EXERCISE TASK: Return every line in the rows below that contains the word "kangaroo".

INPUT FOR THIS TASK:

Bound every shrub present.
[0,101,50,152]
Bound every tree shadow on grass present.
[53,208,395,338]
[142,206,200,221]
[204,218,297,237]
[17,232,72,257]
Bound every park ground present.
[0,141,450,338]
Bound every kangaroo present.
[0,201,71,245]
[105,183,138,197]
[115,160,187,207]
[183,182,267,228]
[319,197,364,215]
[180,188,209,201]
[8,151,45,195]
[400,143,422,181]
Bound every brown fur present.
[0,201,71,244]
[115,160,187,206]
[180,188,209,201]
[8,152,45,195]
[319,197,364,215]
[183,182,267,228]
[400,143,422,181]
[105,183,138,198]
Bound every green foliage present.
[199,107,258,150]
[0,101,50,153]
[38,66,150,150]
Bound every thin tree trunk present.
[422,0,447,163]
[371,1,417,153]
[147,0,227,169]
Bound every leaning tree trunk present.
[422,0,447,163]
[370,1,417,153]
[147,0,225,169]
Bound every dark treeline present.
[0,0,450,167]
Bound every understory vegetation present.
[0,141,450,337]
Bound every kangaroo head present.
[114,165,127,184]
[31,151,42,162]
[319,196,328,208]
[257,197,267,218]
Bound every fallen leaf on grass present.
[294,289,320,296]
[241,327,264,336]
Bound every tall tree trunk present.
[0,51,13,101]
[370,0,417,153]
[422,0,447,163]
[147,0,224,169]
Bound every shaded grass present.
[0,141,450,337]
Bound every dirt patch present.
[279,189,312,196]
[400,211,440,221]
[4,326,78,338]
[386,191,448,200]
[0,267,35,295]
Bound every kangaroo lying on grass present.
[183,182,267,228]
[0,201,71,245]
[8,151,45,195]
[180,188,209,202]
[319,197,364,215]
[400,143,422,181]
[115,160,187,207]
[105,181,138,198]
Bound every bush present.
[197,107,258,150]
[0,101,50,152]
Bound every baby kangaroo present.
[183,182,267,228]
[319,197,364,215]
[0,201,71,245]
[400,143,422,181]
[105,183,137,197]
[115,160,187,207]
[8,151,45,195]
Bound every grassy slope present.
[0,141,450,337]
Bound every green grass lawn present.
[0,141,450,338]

EXPECTED ANSWER:
Bound every kangaroo present.
Bound every kangaroo head present.
Bound every kangaroo lying on grass present.
Bound every baby kangaroo present.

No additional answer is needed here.